• Instruction
Extract each line in the items below that contains the word "soil".

• Records for this task
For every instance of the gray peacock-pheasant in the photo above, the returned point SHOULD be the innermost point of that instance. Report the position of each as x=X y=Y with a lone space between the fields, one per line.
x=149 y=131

--

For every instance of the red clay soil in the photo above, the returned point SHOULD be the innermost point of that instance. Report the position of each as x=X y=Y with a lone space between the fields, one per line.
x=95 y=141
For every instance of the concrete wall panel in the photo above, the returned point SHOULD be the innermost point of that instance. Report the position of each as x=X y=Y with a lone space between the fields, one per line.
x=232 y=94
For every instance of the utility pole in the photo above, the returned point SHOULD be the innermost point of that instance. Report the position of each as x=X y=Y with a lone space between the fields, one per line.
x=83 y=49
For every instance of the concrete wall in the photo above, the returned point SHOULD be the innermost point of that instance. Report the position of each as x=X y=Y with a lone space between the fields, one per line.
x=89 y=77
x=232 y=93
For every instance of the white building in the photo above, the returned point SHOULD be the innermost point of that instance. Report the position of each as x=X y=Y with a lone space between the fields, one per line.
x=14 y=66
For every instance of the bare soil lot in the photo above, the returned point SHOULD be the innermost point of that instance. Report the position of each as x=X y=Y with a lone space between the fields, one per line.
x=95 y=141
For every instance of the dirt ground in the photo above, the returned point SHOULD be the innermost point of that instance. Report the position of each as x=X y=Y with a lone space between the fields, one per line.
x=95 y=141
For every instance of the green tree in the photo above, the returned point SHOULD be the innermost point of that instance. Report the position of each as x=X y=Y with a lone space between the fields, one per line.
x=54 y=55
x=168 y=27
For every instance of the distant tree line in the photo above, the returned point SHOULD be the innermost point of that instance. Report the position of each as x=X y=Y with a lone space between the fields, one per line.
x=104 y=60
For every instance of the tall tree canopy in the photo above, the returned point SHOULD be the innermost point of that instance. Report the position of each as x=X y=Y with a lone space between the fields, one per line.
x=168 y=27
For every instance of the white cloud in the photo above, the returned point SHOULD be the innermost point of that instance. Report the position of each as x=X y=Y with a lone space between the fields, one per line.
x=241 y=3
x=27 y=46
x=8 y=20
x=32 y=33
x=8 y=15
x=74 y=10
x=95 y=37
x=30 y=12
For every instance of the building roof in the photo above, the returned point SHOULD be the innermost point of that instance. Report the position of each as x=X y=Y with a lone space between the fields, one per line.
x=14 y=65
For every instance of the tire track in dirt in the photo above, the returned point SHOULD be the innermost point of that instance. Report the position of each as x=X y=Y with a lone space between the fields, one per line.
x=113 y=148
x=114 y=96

...

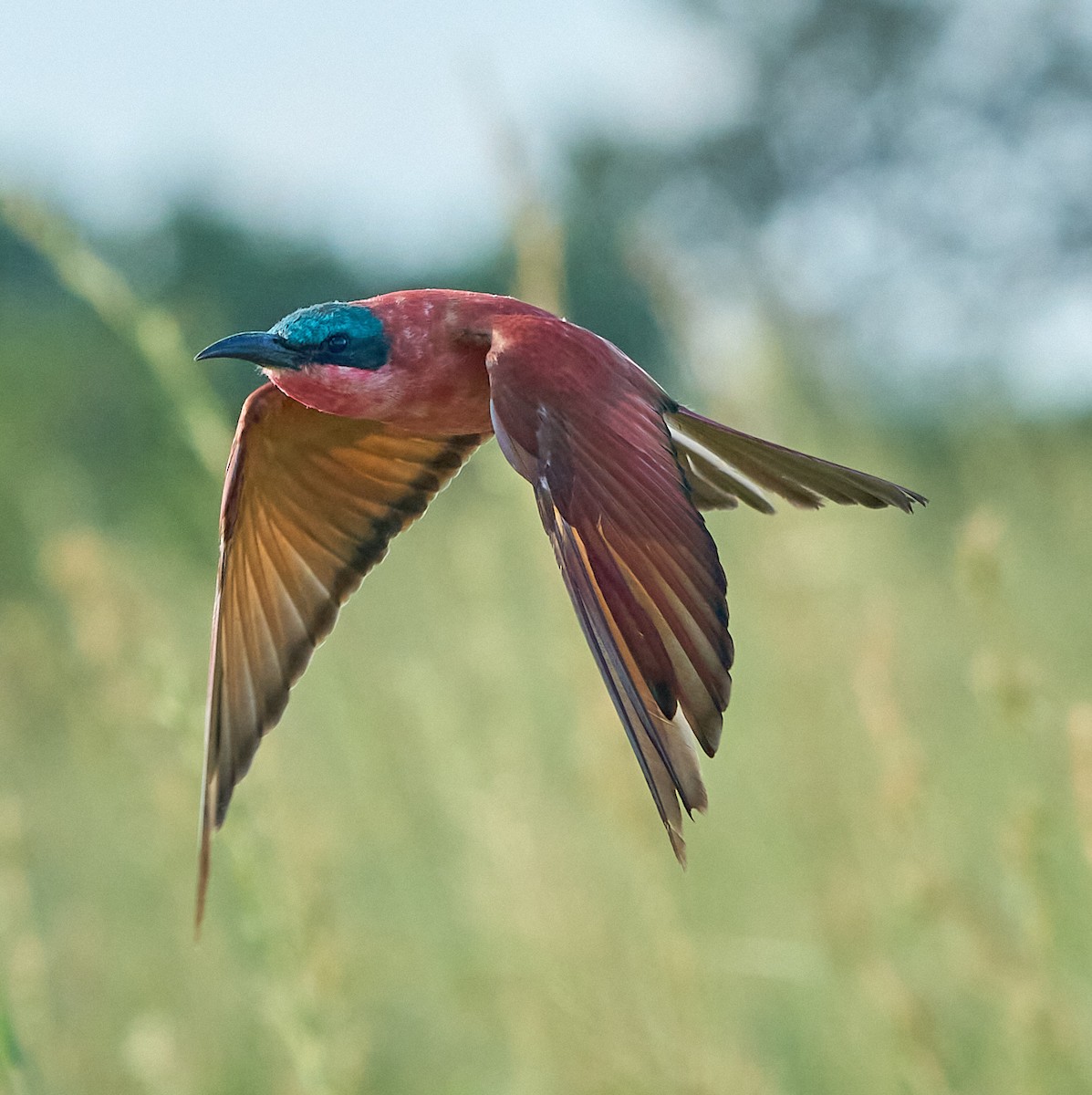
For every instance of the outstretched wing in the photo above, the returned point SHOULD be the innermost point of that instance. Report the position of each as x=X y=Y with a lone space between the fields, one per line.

• Task answer
For every instance of the red clay soil in the photo above, the returned point SHOULD be the innermost point of that instance. Report the position of each as x=X y=Y with a lone space between the fields, one per line.
For every instance of the bare soil lot in the photo above, the returned point SHOULD be the innermost point of that instance. Report the position of each as x=X y=Y with a lone space between the fields, one per line.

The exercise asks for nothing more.